WORK TASK: Only the lines with the string "this" are needed; return each of them from the entries below.

Segmentation mask data
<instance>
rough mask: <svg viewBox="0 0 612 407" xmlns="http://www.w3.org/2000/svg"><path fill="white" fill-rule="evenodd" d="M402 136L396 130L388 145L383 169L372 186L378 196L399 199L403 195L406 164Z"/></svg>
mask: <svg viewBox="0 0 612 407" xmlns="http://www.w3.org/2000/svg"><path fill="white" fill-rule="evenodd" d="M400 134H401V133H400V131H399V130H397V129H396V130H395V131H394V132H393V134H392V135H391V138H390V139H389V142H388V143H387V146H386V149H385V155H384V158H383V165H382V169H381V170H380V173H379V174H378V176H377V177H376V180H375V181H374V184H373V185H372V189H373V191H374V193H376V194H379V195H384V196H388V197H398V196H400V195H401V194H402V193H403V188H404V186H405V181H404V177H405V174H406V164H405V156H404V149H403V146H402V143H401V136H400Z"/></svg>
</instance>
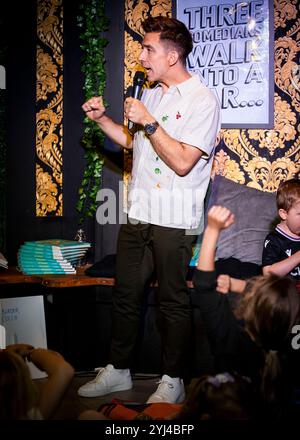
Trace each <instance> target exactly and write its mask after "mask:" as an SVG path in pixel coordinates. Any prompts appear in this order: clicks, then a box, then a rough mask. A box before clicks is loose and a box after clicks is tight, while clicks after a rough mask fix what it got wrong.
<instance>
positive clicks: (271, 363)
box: [237, 275, 300, 402]
mask: <svg viewBox="0 0 300 440" xmlns="http://www.w3.org/2000/svg"><path fill="white" fill-rule="evenodd" d="M237 313H238V316H239V317H240V318H243V319H244V321H245V328H246V330H247V332H248V333H249V335H250V336H251V338H252V339H253V340H254V341H255V342H256V344H257V345H258V346H259V347H261V349H262V351H263V353H264V355H265V364H264V368H263V371H262V375H261V377H262V380H261V388H262V394H263V397H264V399H265V401H267V402H273V401H275V400H276V387H277V384H276V380H277V379H278V380H279V378H280V373H281V362H280V358H281V356H282V355H283V354H284V352H285V351H286V349H287V346H288V344H289V341H290V337H291V329H292V327H293V325H295V324H296V323H299V316H300V296H299V294H298V293H297V289H296V286H295V283H294V281H293V280H291V279H289V278H281V277H278V276H276V275H268V276H261V277H257V278H254V279H252V280H251V281H250V282H249V283H248V285H247V288H246V291H245V295H244V297H243V299H242V301H241V303H240V306H239V308H238V310H237ZM280 386H281V385H280V383H278V387H279V388H278V389H280ZM279 392H280V391H279ZM277 397H278V396H277Z"/></svg>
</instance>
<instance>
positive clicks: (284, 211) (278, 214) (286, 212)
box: [278, 208, 287, 220]
mask: <svg viewBox="0 0 300 440" xmlns="http://www.w3.org/2000/svg"><path fill="white" fill-rule="evenodd" d="M278 215H279V217H280V218H281V220H286V218H287V212H286V210H285V209H282V208H280V209H279V210H278Z"/></svg>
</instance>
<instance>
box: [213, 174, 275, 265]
mask: <svg viewBox="0 0 300 440" xmlns="http://www.w3.org/2000/svg"><path fill="white" fill-rule="evenodd" d="M212 205H222V206H226V208H229V209H230V210H231V211H232V212H233V213H234V214H235V223H234V224H233V225H232V226H230V227H229V228H228V229H225V230H224V231H222V232H221V235H220V238H219V242H218V248H217V255H216V258H217V259H220V258H223V259H227V258H231V257H233V258H236V259H238V260H240V261H242V262H250V263H254V264H258V265H261V257H262V251H263V243H264V239H265V237H266V235H267V234H268V233H269V232H270V230H271V229H272V223H273V224H274V219H275V218H276V216H277V208H276V194H275V193H267V192H263V191H259V190H257V189H254V188H250V187H248V186H245V185H240V184H238V183H235V182H232V181H231V180H229V179H226V178H225V177H223V176H215V178H214V181H213V184H212V190H211V196H210V200H209V206H212Z"/></svg>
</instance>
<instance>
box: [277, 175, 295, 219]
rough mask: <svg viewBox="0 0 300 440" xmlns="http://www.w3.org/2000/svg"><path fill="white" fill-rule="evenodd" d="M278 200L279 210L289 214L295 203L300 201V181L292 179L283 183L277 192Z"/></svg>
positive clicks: (277, 203)
mask: <svg viewBox="0 0 300 440" xmlns="http://www.w3.org/2000/svg"><path fill="white" fill-rule="evenodd" d="M276 200H277V208H278V209H284V210H285V211H286V212H288V211H289V210H290V209H291V208H292V206H293V205H294V203H295V202H297V201H298V200H300V180H299V179H290V180H286V181H285V182H281V184H280V185H279V187H278V190H277V195H276Z"/></svg>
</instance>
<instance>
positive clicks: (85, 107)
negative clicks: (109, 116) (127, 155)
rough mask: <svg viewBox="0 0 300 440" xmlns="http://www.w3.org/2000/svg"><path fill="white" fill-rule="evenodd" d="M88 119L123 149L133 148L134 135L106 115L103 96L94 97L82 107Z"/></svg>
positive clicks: (83, 105) (126, 128)
mask: <svg viewBox="0 0 300 440" xmlns="http://www.w3.org/2000/svg"><path fill="white" fill-rule="evenodd" d="M82 109H83V110H84V111H85V113H86V115H87V117H88V118H89V119H91V120H92V121H95V122H96V123H97V124H98V126H99V127H100V129H101V130H102V131H103V133H104V134H105V135H106V136H108V137H109V138H110V139H111V140H112V141H113V142H115V143H116V144H118V145H120V146H121V147H123V148H128V149H130V148H132V135H131V133H130V131H129V130H128V128H127V127H125V125H122V124H117V123H116V122H114V121H113V120H112V119H111V118H110V117H109V116H107V115H106V113H105V106H104V104H103V99H102V97H101V96H97V97H93V98H91V99H89V100H88V101H87V102H85V103H84V104H83V106H82Z"/></svg>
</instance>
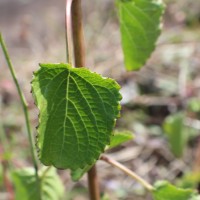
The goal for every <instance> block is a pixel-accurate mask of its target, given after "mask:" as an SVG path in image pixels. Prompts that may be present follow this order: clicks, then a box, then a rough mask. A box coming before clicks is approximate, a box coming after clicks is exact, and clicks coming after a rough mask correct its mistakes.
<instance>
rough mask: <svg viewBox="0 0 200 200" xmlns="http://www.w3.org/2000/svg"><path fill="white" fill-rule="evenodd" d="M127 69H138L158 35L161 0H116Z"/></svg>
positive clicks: (150, 50)
mask: <svg viewBox="0 0 200 200" xmlns="http://www.w3.org/2000/svg"><path fill="white" fill-rule="evenodd" d="M117 7H118V10H119V11H118V13H119V18H120V30H121V38H122V46H123V52H124V59H125V66H126V68H127V70H137V69H140V68H141V67H142V66H143V65H144V64H145V62H146V60H147V59H148V58H149V56H150V55H151V53H152V52H153V50H154V48H155V43H156V40H157V38H158V36H159V35H160V26H161V22H160V19H161V16H162V13H163V10H164V5H163V3H162V1H161V0H117Z"/></svg>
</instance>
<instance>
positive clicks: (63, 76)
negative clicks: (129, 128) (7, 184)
mask: <svg viewBox="0 0 200 200" xmlns="http://www.w3.org/2000/svg"><path fill="white" fill-rule="evenodd" d="M40 66H41V68H40V70H38V71H37V72H36V73H34V79H33V82H32V90H33V95H34V98H35V101H36V104H37V106H38V108H39V110H40V115H39V128H38V147H39V149H40V153H39V157H40V159H41V162H42V163H43V164H44V165H54V166H55V167H57V168H62V169H66V168H70V169H71V170H76V169H78V168H84V167H85V166H87V165H92V164H93V163H94V162H95V161H96V160H97V159H98V157H99V155H100V154H101V153H102V152H103V151H104V149H105V146H106V145H107V144H109V143H110V137H111V135H112V130H113V127H114V125H115V120H116V118H117V117H118V116H119V110H120V105H119V101H120V100H121V95H120V94H119V88H120V87H119V85H118V84H117V83H116V82H115V81H114V80H112V79H109V78H103V77H101V76H100V75H98V74H96V73H92V72H90V71H89V70H88V69H85V68H72V67H71V66H70V65H67V64H41V65H40Z"/></svg>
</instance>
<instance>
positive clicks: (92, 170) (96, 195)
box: [88, 165, 100, 200]
mask: <svg viewBox="0 0 200 200" xmlns="http://www.w3.org/2000/svg"><path fill="white" fill-rule="evenodd" d="M88 188H89V194H90V200H100V192H99V185H98V176H97V170H96V165H94V166H93V167H92V168H91V169H90V170H89V171H88Z"/></svg>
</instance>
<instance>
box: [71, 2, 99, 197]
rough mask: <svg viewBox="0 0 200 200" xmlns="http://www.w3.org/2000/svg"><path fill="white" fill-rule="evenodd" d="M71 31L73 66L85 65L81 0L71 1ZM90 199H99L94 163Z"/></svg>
mask: <svg viewBox="0 0 200 200" xmlns="http://www.w3.org/2000/svg"><path fill="white" fill-rule="evenodd" d="M72 32H73V48H74V61H75V67H84V66H85V45H84V36H83V24H82V9H81V0H73V2H72ZM88 187H89V193H90V195H89V196H90V200H100V192H99V185H98V177H97V173H96V166H95V165H94V166H93V167H92V168H91V169H90V170H89V172H88Z"/></svg>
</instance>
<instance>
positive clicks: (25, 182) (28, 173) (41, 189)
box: [12, 168, 64, 200]
mask: <svg viewBox="0 0 200 200" xmlns="http://www.w3.org/2000/svg"><path fill="white" fill-rule="evenodd" d="M44 172H45V168H43V169H42V170H40V171H39V181H40V185H38V182H37V180H36V178H35V170H34V169H33V168H24V169H19V170H16V171H14V172H13V175H12V178H13V182H14V186H15V200H55V199H56V200H59V199H61V197H62V196H63V193H64V187H63V184H62V182H61V180H60V178H59V176H58V175H57V173H56V170H55V168H51V169H49V170H48V172H47V173H45V175H44V176H43V174H44Z"/></svg>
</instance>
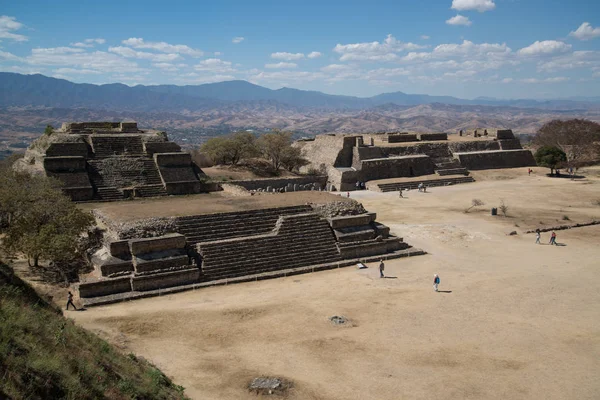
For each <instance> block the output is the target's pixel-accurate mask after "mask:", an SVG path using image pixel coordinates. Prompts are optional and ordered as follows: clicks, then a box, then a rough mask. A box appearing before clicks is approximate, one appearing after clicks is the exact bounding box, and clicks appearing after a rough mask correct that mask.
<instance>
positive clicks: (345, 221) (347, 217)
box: [327, 213, 377, 229]
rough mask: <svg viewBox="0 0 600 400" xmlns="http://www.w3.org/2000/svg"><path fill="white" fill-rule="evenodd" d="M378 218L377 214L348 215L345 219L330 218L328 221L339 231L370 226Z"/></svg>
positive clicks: (339, 218)
mask: <svg viewBox="0 0 600 400" xmlns="http://www.w3.org/2000/svg"><path fill="white" fill-rule="evenodd" d="M376 217H377V214H376V213H366V214H359V215H348V216H345V217H334V218H328V219H327V220H328V221H329V225H331V227H332V228H333V229H338V228H348V227H351V226H362V225H369V224H370V223H371V222H374V221H375V219H376Z"/></svg>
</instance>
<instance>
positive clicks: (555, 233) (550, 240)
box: [550, 231, 556, 245]
mask: <svg viewBox="0 0 600 400" xmlns="http://www.w3.org/2000/svg"><path fill="white" fill-rule="evenodd" d="M550 244H554V245H556V232H554V231H552V235H551V236H550Z"/></svg>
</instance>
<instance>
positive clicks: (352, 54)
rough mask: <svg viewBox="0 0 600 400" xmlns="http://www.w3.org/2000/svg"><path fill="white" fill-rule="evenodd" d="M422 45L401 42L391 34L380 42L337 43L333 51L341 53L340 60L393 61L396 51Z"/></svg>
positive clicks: (388, 35) (343, 60) (417, 47)
mask: <svg viewBox="0 0 600 400" xmlns="http://www.w3.org/2000/svg"><path fill="white" fill-rule="evenodd" d="M423 47H424V46H419V45H417V44H414V43H404V42H401V41H399V40H397V39H396V38H395V37H393V36H392V35H388V36H387V37H386V38H385V40H384V41H383V42H381V43H379V42H370V43H354V44H344V45H342V44H337V45H336V46H335V47H334V48H333V51H335V52H336V53H339V54H341V55H342V56H341V57H340V61H351V60H364V61H393V60H395V59H397V58H398V55H397V54H396V53H398V52H401V51H405V50H416V49H421V48H423Z"/></svg>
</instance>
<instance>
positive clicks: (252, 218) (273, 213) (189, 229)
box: [176, 206, 312, 245]
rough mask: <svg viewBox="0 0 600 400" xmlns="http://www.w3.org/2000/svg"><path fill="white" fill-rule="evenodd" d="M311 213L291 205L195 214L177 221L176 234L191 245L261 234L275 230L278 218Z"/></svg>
mask: <svg viewBox="0 0 600 400" xmlns="http://www.w3.org/2000/svg"><path fill="white" fill-rule="evenodd" d="M306 212H312V207H310V206H291V207H280V208H271V209H264V210H250V211H242V212H235V213H221V214H209V215H196V216H189V217H179V218H177V221H176V224H177V232H179V233H181V234H183V235H185V237H186V240H187V242H188V244H190V245H194V244H196V243H199V242H209V241H215V240H223V239H229V238H237V237H244V236H250V235H260V234H266V233H269V232H271V231H272V230H273V228H275V223H276V222H277V220H278V219H279V216H283V215H293V214H299V213H306Z"/></svg>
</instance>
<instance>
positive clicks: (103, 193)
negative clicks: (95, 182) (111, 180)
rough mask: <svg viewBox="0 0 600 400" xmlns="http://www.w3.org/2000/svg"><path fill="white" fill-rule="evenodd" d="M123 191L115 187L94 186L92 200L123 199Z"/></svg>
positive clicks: (106, 200) (109, 199)
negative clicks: (93, 189) (94, 190)
mask: <svg viewBox="0 0 600 400" xmlns="http://www.w3.org/2000/svg"><path fill="white" fill-rule="evenodd" d="M123 199H124V197H123V192H121V191H119V190H118V189H117V188H116V187H110V186H105V187H96V193H95V194H94V200H100V201H116V200H123Z"/></svg>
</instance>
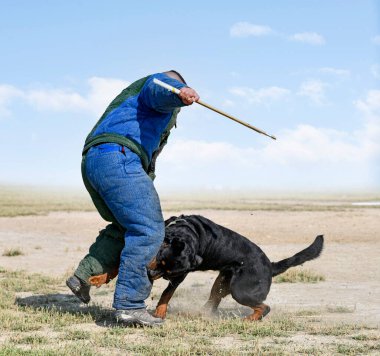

THE ANSWER:
Trace each <instance> target exactly and write its mask after "mask:" as an SVG path in pixel coordinates. Any prompts appear in this order: clicks, then a box, then a rough mask. A box before clicks is loose and a box after clicks is tight, while clicks after a rough mask fix what it got wrong.
The goal for every <instance> block is a pixel-accurate mask of its target, given after "mask:" as an SVG path in image pixels. Prompts that may be present follow this order: clicks, then a box, then a rough mask. A box coming before clicks is approximate, a box coming after clicks is exact, and clicks coming after a rough mask correct its mistakes.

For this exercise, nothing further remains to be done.